LangGraph fits this requirement precisely. By modeling the agent as a state graph composed of nodes and edges, Persly can represent each decision step as an independent node and manage success, failure, and retry paths as explicit state transitions.

LangGraph Architecture

As a result, Persly's medical agent is not "a chain that runs once and ends," but a system that remembers state and accumulates judgment over time.

Only Agents That Pass Evaluation Are Deployed

Persly incorporates agent-level evaluation and deployment gating into its internal workflow.

Every Persly agent must pass all internal thresholds across the full set of metrics provided by OpenEvals within the following evaluation pipeline before it can be deployed:

Publicly released USMLE sample exam questions (309 questions, curated for evaluation)
A proprietary cancer-focused QA dataset built in-house (~10,000 QA pairs)
HealthBench-hard (1,000 questions)

These evaluations are fully automated through a LangSmith-based pipeline. All datasets are continuously updated in collaboration with domain experts, and the USMLE benchmark is curated from the latest publicly available questions.

* _TASKS TO PERFORM_
(a) Reproduce the stretch of the Persly text from "Publicly released USMLE" through "HealthBench-hard (1,000 questions)".
(b) According to the Persly text, how many questions make up the HealthBench-hard set?
(c) Write what comes next in the Persly text, picking up after its last sentence.
None of the material is needed to do these tasks.

* _INFORMATION GIVEN_
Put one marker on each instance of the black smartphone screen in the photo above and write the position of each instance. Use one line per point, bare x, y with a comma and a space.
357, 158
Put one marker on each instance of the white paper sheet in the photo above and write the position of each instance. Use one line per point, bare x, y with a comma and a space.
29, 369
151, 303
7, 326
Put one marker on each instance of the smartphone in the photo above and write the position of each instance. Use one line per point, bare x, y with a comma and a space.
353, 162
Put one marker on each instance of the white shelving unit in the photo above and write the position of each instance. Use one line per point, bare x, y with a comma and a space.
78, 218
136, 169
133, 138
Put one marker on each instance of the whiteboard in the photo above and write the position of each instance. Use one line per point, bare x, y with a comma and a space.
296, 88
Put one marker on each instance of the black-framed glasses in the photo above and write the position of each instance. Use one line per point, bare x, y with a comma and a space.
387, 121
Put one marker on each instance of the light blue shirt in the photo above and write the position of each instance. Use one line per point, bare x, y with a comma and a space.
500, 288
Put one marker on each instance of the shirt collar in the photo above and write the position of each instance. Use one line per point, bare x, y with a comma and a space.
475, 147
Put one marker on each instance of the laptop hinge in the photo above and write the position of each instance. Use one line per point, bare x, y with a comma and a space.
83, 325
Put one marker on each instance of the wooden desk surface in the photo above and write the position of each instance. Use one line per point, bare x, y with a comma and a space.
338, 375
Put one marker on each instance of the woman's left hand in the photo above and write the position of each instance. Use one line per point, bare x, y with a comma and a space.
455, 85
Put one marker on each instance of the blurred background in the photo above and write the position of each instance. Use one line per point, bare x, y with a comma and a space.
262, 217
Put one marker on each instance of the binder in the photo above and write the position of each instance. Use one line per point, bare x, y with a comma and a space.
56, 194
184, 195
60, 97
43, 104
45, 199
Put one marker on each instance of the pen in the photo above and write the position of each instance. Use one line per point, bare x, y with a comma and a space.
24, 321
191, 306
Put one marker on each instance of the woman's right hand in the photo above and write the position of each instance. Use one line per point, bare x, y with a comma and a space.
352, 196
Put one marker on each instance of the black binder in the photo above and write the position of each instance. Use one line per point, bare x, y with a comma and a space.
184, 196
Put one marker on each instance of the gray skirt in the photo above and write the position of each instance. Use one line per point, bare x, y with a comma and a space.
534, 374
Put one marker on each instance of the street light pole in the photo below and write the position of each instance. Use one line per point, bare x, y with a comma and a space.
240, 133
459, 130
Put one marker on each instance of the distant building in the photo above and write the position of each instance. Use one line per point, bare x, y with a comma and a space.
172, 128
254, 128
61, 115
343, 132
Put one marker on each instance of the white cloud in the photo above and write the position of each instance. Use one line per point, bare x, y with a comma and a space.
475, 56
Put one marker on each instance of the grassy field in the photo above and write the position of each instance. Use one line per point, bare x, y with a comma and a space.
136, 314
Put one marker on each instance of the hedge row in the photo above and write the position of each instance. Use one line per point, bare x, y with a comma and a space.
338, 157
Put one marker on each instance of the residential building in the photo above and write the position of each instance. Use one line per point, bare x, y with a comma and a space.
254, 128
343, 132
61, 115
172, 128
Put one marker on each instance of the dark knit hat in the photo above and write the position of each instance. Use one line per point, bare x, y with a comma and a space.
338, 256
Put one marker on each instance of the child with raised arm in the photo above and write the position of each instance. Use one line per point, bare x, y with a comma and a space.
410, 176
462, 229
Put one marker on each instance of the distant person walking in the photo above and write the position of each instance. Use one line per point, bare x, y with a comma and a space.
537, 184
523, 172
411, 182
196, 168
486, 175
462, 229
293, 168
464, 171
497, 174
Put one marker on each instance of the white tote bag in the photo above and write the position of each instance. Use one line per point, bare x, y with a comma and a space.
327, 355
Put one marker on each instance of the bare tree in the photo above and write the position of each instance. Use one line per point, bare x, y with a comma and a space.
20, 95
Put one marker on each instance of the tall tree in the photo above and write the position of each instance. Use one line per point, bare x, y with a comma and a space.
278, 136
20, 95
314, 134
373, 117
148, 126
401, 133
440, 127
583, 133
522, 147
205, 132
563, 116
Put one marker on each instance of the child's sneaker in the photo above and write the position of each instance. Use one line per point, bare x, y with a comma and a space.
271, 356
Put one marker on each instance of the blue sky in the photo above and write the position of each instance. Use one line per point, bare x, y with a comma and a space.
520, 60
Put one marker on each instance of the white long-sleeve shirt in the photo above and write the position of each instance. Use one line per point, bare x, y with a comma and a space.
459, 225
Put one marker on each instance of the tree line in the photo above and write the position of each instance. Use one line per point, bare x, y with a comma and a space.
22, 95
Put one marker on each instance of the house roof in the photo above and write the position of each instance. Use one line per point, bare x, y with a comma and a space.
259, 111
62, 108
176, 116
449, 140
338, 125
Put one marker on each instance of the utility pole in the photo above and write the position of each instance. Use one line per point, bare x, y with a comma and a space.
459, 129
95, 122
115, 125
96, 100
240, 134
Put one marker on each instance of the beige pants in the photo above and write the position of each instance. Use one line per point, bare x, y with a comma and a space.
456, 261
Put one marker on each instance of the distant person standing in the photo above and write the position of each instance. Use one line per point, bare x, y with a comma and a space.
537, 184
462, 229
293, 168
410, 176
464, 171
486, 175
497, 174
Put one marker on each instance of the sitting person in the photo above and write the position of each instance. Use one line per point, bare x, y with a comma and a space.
--
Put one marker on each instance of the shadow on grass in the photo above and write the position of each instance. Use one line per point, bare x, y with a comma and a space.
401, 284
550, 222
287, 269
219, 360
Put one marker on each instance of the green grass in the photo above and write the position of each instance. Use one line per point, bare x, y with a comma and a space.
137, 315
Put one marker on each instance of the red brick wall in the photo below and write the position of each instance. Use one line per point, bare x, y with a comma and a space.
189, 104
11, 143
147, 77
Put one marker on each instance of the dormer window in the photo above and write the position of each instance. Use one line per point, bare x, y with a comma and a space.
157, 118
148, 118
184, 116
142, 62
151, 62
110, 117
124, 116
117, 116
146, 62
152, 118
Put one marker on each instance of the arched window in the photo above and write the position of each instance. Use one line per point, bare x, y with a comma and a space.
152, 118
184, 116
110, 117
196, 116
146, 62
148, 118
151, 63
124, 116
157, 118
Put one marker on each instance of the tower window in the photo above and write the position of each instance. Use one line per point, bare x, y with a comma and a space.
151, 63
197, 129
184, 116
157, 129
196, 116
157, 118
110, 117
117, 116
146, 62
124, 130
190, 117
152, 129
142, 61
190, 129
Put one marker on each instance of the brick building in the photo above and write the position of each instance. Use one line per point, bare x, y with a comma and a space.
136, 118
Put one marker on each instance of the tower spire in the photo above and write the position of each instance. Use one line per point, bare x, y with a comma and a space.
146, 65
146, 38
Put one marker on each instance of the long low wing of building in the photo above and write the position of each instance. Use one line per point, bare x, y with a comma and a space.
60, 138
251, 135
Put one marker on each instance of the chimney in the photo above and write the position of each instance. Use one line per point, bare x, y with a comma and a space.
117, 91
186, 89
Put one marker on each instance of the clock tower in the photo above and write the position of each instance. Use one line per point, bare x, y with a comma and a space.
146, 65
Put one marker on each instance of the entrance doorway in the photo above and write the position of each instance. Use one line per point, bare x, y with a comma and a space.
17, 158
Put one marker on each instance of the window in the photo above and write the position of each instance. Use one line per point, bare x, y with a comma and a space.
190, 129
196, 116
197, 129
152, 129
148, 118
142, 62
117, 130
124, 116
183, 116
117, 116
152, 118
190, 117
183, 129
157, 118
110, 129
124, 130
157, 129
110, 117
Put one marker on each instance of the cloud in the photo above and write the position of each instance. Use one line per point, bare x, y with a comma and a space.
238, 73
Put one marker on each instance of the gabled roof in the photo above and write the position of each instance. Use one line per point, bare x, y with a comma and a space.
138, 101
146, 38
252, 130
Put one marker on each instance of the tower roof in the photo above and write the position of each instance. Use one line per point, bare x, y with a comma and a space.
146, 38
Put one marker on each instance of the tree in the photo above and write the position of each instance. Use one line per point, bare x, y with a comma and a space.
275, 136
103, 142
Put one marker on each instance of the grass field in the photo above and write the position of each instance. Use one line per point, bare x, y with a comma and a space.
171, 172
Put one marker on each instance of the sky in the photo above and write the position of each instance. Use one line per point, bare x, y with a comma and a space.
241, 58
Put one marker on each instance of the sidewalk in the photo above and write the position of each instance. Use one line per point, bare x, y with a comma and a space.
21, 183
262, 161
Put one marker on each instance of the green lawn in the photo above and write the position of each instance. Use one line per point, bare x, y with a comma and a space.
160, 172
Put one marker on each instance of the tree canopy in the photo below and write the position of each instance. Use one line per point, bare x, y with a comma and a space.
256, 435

* _ANSWERS PER TASK_
(a)
Publicly released USMLE sample exam questions (309 questions, curated for evaluation)
A proprietary cancer-focused QA dataset built in-house (~10,000 QA pairs)
HealthBench-hard (1,000 questions)

(b) 1,000 questions.

(c)
LangSmith Evaluation Pipeline

LangSmith Dashboard

For example, even if an agent achieves high accuracy, it will not be deployed to production if its groundedness score fails to meet the required threshold. Instead, the agent is sent back for further refinement. This approach extends iterative refinement beyond academic experimentation and into the product lifecycle itself—an area rarely addressed in research papers.

Closing Thoughts

Recent research increasingly agrees on one point: LLMs are evolving away from systems that produce answers in a single pass, toward architectures that review and revise their own outputs. Persly follows this direction, but asks a more practical question:

What additional safeguards are required to operate this structure safely in the real world of healthcare?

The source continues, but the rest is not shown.